[Records drawn from a dataset]
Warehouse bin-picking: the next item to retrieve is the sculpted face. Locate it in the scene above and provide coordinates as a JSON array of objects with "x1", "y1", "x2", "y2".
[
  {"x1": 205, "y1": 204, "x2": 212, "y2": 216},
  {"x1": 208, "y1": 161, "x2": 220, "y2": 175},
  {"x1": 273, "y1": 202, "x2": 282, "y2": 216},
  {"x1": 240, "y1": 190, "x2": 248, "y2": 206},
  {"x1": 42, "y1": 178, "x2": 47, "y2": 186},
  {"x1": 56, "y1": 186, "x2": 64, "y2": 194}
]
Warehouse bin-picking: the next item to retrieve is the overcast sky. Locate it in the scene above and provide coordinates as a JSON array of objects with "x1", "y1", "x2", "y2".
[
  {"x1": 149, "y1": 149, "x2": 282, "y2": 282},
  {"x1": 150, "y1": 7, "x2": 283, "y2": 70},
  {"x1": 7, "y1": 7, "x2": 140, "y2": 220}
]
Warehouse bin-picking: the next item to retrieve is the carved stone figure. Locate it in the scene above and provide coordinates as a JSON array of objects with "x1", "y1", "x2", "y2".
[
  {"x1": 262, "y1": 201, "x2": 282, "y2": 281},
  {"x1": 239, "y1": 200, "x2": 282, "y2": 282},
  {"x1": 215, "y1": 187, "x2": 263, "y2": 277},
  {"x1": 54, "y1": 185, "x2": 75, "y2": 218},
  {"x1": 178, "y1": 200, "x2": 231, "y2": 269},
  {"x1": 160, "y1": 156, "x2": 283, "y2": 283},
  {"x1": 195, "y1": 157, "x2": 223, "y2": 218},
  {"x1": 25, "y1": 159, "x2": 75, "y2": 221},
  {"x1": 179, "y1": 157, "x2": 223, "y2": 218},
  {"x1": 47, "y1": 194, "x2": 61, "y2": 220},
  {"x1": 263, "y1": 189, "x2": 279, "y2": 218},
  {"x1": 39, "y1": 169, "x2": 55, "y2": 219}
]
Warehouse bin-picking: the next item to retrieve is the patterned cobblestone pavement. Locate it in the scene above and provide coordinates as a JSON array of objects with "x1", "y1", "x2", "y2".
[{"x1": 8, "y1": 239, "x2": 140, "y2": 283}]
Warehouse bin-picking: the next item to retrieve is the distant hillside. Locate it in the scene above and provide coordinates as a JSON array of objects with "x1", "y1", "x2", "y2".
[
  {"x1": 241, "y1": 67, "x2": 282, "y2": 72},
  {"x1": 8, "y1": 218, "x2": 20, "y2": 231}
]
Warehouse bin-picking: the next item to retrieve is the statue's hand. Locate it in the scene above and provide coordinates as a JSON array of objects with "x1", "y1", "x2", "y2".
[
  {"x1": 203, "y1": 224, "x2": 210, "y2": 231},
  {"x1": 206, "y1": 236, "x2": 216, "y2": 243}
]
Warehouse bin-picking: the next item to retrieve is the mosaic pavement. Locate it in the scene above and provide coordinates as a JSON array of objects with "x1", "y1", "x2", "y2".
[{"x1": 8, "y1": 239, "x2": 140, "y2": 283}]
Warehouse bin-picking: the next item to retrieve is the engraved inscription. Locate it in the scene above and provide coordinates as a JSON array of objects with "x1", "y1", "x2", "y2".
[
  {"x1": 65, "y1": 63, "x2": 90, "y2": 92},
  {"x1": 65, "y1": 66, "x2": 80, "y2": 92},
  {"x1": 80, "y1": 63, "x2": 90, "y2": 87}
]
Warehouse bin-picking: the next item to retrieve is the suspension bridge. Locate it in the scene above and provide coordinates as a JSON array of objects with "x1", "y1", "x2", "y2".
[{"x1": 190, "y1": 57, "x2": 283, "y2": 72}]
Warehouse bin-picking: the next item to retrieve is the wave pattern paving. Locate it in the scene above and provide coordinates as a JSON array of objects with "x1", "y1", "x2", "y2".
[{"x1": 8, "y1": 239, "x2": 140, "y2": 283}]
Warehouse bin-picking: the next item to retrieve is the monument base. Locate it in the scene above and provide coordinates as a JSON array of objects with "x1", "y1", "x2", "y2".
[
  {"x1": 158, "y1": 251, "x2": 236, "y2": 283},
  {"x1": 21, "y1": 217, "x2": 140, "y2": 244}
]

WHAT TO WORK ON:
The reply should restate the records above in full, character for character.

SOLUTION TO THIS EXERCISE:
Warehouse bin-picking: the next item to retrieve is the sculpted face. Locate it in the scene above and provide coordinates as a JSON array of objects with "x1", "y1", "x2", "y2".
[
  {"x1": 205, "y1": 204, "x2": 212, "y2": 216},
  {"x1": 208, "y1": 161, "x2": 220, "y2": 175},
  {"x1": 273, "y1": 202, "x2": 282, "y2": 216},
  {"x1": 240, "y1": 190, "x2": 248, "y2": 206},
  {"x1": 42, "y1": 178, "x2": 47, "y2": 186},
  {"x1": 56, "y1": 186, "x2": 64, "y2": 194}
]
Warehouse bin-picking: the next item to retrieve is the overcast sky. Locate it in the scene above and provide coordinates as a JSON array of objects with "x1", "y1", "x2", "y2".
[
  {"x1": 149, "y1": 149, "x2": 282, "y2": 282},
  {"x1": 150, "y1": 7, "x2": 283, "y2": 70},
  {"x1": 7, "y1": 7, "x2": 140, "y2": 220}
]
Warehouse bin-picking: the next item to retrieve is the carved stone figure. Locate it in the scene above and provide coordinates as a JSON array of objects with "x1", "y1", "x2", "y2".
[
  {"x1": 262, "y1": 201, "x2": 282, "y2": 281},
  {"x1": 239, "y1": 200, "x2": 282, "y2": 282},
  {"x1": 215, "y1": 187, "x2": 263, "y2": 277},
  {"x1": 54, "y1": 185, "x2": 75, "y2": 218},
  {"x1": 178, "y1": 200, "x2": 231, "y2": 269},
  {"x1": 160, "y1": 156, "x2": 283, "y2": 283},
  {"x1": 195, "y1": 157, "x2": 223, "y2": 218},
  {"x1": 25, "y1": 159, "x2": 75, "y2": 221},
  {"x1": 179, "y1": 157, "x2": 223, "y2": 218},
  {"x1": 47, "y1": 194, "x2": 61, "y2": 220},
  {"x1": 263, "y1": 189, "x2": 279, "y2": 218},
  {"x1": 39, "y1": 169, "x2": 55, "y2": 219}
]
Warehouse bin-picking: the next item to retrieve is the patterned cobblestone pavement. Locate it in the scene above and provide coordinates as a JSON array of objects with "x1", "y1", "x2", "y2".
[{"x1": 8, "y1": 239, "x2": 140, "y2": 283}]
Warehouse bin-picking: the next item to retrieve is the distant hillside. Locate it in the scene above and provide coordinates as a JSON array of objects with "x1", "y1", "x2", "y2".
[
  {"x1": 241, "y1": 67, "x2": 282, "y2": 72},
  {"x1": 8, "y1": 218, "x2": 20, "y2": 231}
]
Warehouse bin-picking: the next item to retrieve is the statue's hand. Locate it in the scene above and provide coordinates as a JSON array of objects with "x1", "y1", "x2", "y2".
[
  {"x1": 203, "y1": 224, "x2": 210, "y2": 231},
  {"x1": 206, "y1": 236, "x2": 216, "y2": 243}
]
Warehouse bin-picking: the next item to retrieve is the mosaic pavement. Locate it in the scene above and provide coordinates as a JSON array of objects with "x1", "y1", "x2", "y2".
[{"x1": 8, "y1": 239, "x2": 140, "y2": 283}]
Warehouse bin-picking: the next item to retrieve is the engraved inscription. Locate it in the scene above and provide coordinates as a JSON array of objects with "x1", "y1", "x2", "y2".
[
  {"x1": 65, "y1": 63, "x2": 90, "y2": 92},
  {"x1": 65, "y1": 66, "x2": 80, "y2": 92},
  {"x1": 80, "y1": 63, "x2": 90, "y2": 87}
]
Warehouse bin-picking: the next item to retrieve is the suspension bridge. Locate it in the scene above and provide coordinates as a JSON array of objects with "x1", "y1", "x2", "y2".
[{"x1": 190, "y1": 57, "x2": 283, "y2": 72}]
Warehouse bin-picking: the next item to retrieve is the wave pattern paving. Locate it in the scene above and provide coordinates as a JSON array of objects with "x1", "y1", "x2", "y2".
[{"x1": 8, "y1": 239, "x2": 140, "y2": 283}]
Warehouse bin-picking: the next item to retrieve is the monument base. Locate it in the scene above and provide coordinates as a JSON array of objects with "x1", "y1", "x2", "y2".
[
  {"x1": 158, "y1": 251, "x2": 236, "y2": 283},
  {"x1": 21, "y1": 217, "x2": 140, "y2": 244}
]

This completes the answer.